> [INSTRUCCIÓN A]: Enumera los calificativos que aparecen después de «y no como» en la última oración del fragmento.

> [FRAGMENTO]:
=======

Me dio pena no llegar a un hasta luego o hasta otro día con el clérigo sodálite, les voy a confesar. Creía entonces que tenía una buena relación amical con el cura, aunque décadas después me vine a enterar por sus declaraciones ante la fiscalía de que no era así. De que apenas me conocía. Y que, incluso, nunca fue mi director espiritual. Bueno saberlo, aunque sea un poco tarde.

 

Como sea. La cita que sí me daba nervios enfrentar era la que tenía con Luis Fernando en su casa de La Pinta, a la vuelta de donde estaba Baertl. Cuando llegué, me hizo esperar en la salita de los sillones de cuero, donde me había recibido en oportunidades anteriores, antes de mudarme a los centros de San Bartolo.

 

A los no pocos minutos de aguardar al fundador, este hizo su aparición abriendo la puerta con fuerza y con cara de pocos amigos. Era el claro presagio de que iba a pasar un mal rato. La verdad es que pude obviar el trámite, pero, ilusamente, quise tomar al toro por las astas con la intención de irme por la puerta principal, y no por la de servicio. Simplemente quería que comprendieran que no tenía vocación sodálite. Y menos, para la vida comunitaria. Y que les quedara claro que sentía que había dado todo por el Sodalitium. Y que mi deseo era que me dejaran ir como alguien amigo, y no como un felón, o un pérfido infiel, o un desleal, o un apóstata, o un paria, o qué sé yo.

=======

> [ENTRADAS]:
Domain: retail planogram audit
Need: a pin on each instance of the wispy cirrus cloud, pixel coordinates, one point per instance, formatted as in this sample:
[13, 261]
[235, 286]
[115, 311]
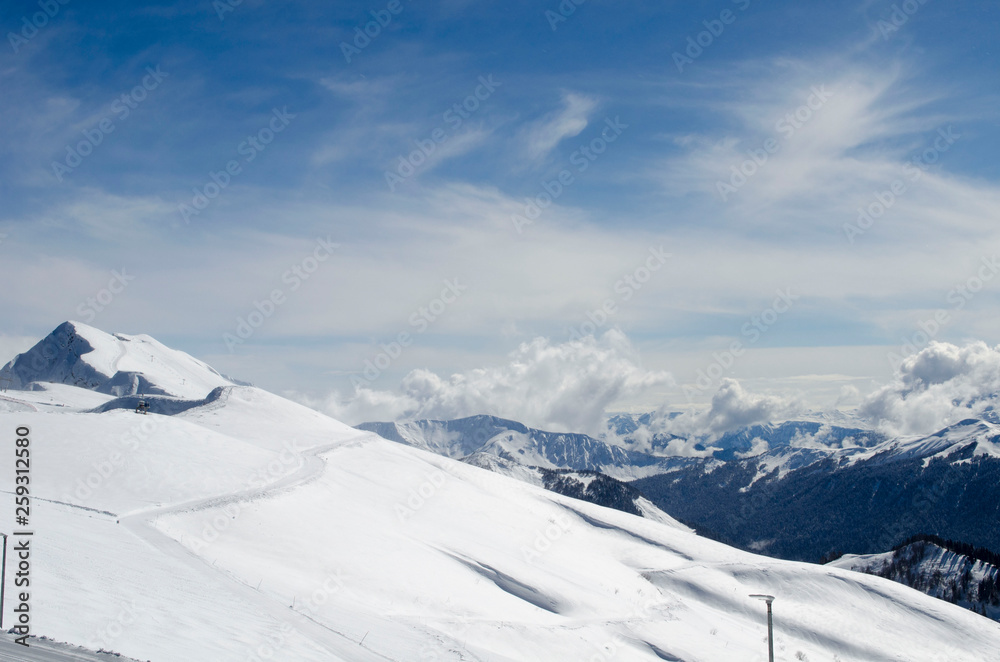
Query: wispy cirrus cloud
[540, 137]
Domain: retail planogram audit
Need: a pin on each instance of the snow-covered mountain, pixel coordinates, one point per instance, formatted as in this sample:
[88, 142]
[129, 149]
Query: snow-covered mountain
[591, 486]
[949, 571]
[527, 446]
[80, 355]
[806, 502]
[252, 528]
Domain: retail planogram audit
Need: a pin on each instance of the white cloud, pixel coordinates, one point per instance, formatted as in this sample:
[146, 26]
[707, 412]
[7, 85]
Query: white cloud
[938, 386]
[732, 407]
[542, 136]
[563, 387]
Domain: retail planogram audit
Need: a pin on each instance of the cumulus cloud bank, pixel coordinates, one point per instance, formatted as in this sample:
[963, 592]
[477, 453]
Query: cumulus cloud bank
[560, 387]
[939, 385]
[732, 408]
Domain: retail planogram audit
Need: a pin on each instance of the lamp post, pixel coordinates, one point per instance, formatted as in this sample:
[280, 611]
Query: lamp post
[3, 577]
[770, 629]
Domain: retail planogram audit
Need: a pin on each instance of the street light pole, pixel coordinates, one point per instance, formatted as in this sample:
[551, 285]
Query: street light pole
[770, 629]
[3, 577]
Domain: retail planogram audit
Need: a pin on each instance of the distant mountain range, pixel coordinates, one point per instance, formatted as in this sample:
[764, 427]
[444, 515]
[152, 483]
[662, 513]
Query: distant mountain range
[817, 488]
[803, 503]
[956, 572]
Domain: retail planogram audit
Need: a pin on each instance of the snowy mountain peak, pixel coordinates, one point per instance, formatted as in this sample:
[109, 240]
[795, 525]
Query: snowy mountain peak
[115, 364]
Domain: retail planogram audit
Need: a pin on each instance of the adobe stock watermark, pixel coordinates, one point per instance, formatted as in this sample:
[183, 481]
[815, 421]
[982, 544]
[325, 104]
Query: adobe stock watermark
[752, 331]
[625, 288]
[553, 189]
[249, 148]
[786, 126]
[363, 36]
[122, 106]
[264, 309]
[914, 170]
[958, 296]
[92, 306]
[454, 117]
[713, 30]
[898, 17]
[30, 25]
[420, 319]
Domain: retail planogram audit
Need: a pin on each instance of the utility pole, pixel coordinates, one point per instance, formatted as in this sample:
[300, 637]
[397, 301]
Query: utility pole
[770, 629]
[3, 577]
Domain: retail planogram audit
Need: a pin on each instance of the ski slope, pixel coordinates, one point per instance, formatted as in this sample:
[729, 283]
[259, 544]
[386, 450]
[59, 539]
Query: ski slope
[251, 528]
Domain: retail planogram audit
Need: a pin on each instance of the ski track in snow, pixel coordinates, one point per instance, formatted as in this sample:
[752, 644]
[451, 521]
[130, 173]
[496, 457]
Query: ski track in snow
[141, 524]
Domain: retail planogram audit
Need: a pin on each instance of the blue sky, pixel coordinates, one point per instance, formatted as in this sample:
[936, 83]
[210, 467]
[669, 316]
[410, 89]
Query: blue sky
[838, 101]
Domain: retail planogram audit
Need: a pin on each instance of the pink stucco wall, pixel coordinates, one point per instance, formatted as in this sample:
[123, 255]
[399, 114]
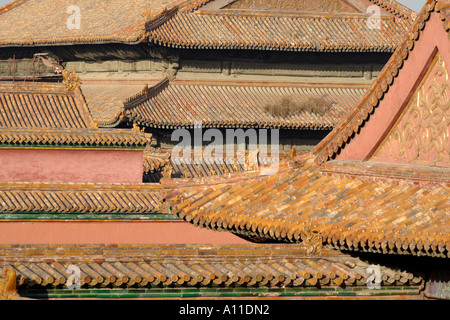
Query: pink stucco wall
[371, 135]
[111, 232]
[64, 165]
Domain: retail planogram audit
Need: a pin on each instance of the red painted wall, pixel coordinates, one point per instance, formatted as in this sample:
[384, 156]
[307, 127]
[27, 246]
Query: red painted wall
[63, 165]
[363, 144]
[111, 232]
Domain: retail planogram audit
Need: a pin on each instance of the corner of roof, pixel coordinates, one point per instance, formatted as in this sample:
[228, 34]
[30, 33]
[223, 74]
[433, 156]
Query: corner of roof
[145, 94]
[397, 9]
[349, 126]
[11, 5]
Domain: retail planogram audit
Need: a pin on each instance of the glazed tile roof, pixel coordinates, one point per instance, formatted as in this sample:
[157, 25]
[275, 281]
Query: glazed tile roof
[181, 24]
[105, 99]
[376, 209]
[28, 23]
[174, 104]
[166, 266]
[157, 160]
[42, 105]
[59, 198]
[359, 114]
[348, 204]
[73, 137]
[50, 114]
[225, 29]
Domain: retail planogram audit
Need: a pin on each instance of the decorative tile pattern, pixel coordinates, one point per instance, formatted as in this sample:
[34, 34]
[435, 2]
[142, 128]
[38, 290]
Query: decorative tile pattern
[224, 104]
[80, 198]
[317, 31]
[193, 266]
[402, 213]
[343, 132]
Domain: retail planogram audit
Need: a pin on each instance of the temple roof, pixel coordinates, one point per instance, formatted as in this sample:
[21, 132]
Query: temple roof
[206, 24]
[228, 104]
[375, 208]
[84, 198]
[42, 105]
[28, 22]
[389, 202]
[53, 114]
[357, 118]
[274, 30]
[169, 267]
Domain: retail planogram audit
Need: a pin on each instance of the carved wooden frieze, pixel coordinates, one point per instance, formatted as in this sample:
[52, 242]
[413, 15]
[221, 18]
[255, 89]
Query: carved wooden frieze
[421, 134]
[292, 5]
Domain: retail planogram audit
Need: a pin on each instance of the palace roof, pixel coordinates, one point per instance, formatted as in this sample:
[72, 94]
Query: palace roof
[267, 268]
[81, 198]
[51, 114]
[365, 187]
[226, 104]
[322, 25]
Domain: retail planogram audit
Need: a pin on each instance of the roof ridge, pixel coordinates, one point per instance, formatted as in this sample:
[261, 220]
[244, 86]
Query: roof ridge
[396, 8]
[342, 133]
[7, 7]
[312, 15]
[145, 94]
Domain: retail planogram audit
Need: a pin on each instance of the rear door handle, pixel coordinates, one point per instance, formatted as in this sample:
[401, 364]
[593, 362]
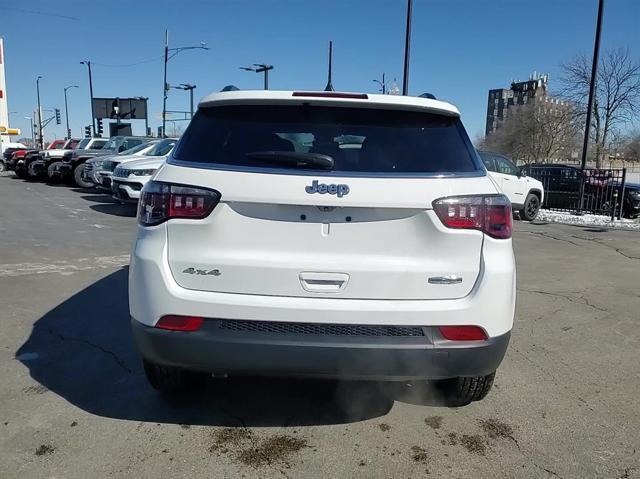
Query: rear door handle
[319, 282]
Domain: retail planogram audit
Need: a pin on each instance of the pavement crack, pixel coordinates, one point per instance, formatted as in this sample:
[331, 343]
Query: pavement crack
[548, 471]
[617, 250]
[108, 352]
[583, 299]
[547, 235]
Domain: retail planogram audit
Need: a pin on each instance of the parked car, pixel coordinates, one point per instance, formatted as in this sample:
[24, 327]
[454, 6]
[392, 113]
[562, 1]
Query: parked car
[631, 202]
[563, 184]
[53, 158]
[257, 254]
[38, 167]
[22, 164]
[4, 145]
[129, 177]
[99, 170]
[525, 193]
[72, 168]
[7, 160]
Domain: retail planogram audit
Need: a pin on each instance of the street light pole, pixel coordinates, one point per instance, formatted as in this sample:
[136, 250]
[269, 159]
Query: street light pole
[66, 109]
[168, 57]
[33, 136]
[93, 120]
[164, 82]
[260, 68]
[383, 85]
[407, 45]
[40, 135]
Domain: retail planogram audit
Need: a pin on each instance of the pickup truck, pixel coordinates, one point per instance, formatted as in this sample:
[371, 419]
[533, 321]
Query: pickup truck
[43, 166]
[72, 167]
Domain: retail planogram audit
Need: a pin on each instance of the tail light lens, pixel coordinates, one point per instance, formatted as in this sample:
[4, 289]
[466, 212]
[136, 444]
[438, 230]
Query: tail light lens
[489, 214]
[180, 323]
[463, 333]
[160, 202]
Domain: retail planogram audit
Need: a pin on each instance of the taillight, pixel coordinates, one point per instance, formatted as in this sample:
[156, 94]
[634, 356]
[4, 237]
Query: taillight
[160, 202]
[463, 333]
[174, 322]
[489, 214]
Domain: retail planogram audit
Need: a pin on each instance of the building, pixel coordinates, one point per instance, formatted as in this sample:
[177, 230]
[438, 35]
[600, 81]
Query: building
[500, 100]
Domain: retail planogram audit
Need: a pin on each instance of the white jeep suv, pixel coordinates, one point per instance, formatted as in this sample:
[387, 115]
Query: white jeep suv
[323, 234]
[526, 194]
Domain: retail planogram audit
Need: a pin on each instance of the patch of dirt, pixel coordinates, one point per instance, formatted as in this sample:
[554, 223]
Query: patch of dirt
[434, 422]
[475, 444]
[272, 450]
[494, 428]
[418, 454]
[44, 449]
[229, 437]
[472, 443]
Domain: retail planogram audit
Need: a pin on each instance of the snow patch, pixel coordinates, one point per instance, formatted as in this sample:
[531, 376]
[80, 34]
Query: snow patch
[586, 220]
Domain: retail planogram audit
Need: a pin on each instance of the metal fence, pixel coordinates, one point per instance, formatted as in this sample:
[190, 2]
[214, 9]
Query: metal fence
[602, 190]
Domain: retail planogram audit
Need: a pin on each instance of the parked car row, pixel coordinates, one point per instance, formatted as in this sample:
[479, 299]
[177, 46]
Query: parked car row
[93, 162]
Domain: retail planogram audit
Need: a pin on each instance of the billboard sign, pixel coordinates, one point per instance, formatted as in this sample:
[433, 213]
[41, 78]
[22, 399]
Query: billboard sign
[122, 108]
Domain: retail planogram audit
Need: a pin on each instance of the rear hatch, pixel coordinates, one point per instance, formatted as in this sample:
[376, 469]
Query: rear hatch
[288, 224]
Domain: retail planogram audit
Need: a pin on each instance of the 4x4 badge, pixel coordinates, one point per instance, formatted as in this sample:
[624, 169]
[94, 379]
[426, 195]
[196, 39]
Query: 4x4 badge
[322, 188]
[202, 272]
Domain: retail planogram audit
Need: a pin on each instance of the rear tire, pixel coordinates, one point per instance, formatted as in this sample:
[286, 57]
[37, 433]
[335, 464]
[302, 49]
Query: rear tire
[80, 181]
[462, 391]
[531, 207]
[170, 380]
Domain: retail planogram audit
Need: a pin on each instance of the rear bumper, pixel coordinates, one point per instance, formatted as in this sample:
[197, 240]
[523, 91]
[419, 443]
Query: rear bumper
[128, 191]
[63, 170]
[219, 349]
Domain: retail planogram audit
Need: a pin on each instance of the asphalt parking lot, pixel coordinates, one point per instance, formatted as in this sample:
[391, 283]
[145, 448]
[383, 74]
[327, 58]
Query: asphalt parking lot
[74, 402]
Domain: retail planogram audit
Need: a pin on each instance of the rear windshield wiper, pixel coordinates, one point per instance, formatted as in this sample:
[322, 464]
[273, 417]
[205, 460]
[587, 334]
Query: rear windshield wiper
[297, 158]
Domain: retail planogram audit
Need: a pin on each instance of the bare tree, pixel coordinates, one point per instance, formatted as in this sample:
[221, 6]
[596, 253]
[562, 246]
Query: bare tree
[536, 132]
[617, 94]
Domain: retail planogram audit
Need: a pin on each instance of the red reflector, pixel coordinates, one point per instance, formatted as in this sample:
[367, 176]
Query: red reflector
[180, 323]
[329, 94]
[463, 333]
[490, 214]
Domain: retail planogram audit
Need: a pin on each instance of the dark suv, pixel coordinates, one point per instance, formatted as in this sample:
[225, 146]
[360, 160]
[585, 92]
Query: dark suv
[72, 166]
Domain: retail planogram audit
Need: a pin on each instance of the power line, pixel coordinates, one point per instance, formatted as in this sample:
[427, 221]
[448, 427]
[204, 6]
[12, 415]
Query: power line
[38, 12]
[125, 65]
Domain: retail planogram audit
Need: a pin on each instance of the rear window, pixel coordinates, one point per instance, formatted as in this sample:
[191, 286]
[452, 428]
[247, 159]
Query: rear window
[360, 141]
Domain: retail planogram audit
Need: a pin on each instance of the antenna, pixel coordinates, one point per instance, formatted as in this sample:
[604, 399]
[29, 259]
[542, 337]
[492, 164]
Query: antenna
[329, 86]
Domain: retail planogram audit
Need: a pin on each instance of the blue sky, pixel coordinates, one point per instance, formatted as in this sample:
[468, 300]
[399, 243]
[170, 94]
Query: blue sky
[460, 48]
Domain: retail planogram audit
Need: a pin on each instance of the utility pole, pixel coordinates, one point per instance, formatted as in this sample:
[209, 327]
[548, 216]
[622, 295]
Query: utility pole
[592, 84]
[164, 83]
[407, 45]
[592, 88]
[383, 85]
[40, 135]
[260, 68]
[329, 86]
[33, 136]
[66, 109]
[93, 120]
[168, 57]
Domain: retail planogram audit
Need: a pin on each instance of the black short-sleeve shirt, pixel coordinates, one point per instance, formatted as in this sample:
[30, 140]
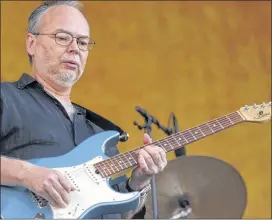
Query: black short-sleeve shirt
[34, 124]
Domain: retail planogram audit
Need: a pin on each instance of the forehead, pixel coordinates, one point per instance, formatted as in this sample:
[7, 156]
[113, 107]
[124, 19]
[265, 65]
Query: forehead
[66, 18]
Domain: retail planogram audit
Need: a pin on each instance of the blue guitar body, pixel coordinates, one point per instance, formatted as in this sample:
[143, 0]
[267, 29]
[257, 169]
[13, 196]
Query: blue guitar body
[94, 196]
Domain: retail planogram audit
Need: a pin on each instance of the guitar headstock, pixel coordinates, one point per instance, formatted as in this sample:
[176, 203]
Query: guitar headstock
[257, 113]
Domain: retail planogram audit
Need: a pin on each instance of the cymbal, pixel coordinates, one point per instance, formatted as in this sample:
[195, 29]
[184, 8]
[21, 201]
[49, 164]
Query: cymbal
[210, 187]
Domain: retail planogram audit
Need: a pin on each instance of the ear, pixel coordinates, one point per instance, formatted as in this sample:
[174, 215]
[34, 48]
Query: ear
[30, 43]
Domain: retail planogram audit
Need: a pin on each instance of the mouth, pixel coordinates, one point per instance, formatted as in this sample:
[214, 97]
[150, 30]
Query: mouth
[71, 64]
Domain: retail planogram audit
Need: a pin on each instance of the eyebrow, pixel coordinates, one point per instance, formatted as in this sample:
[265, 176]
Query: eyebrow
[68, 32]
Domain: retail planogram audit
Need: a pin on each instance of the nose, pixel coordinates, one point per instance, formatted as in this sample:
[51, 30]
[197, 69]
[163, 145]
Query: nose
[73, 48]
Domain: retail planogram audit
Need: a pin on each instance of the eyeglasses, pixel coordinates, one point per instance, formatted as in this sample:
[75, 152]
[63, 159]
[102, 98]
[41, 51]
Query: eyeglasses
[65, 39]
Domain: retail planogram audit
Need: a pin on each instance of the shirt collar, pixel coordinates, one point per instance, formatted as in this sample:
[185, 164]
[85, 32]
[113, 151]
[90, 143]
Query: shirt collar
[25, 80]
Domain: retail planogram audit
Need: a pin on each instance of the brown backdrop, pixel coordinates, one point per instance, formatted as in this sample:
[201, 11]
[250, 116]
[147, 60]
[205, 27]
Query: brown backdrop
[198, 59]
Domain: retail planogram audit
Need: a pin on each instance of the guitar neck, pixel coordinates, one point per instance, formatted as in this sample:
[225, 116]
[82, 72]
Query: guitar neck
[173, 142]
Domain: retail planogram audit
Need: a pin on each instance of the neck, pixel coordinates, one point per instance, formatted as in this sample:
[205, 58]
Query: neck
[59, 92]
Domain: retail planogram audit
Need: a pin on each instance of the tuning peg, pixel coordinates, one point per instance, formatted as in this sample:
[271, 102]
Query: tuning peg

=======

> [INSTRUCCIÓN B]: Enumera todas las líneas de las entradas que contienen la palabra "stucco", distinguiendo entre mayúsculas y minúsculas.

> [SOLUCIÓN A]:
felón
pérfido infiel
desleal
apóstata
paria

> [SOLUCIÓN B]:
Need: a pin on each instance of the pink stucco wall, pixel coordinates, one point per instance, formatted as in this sample:
Query: pink stucco wall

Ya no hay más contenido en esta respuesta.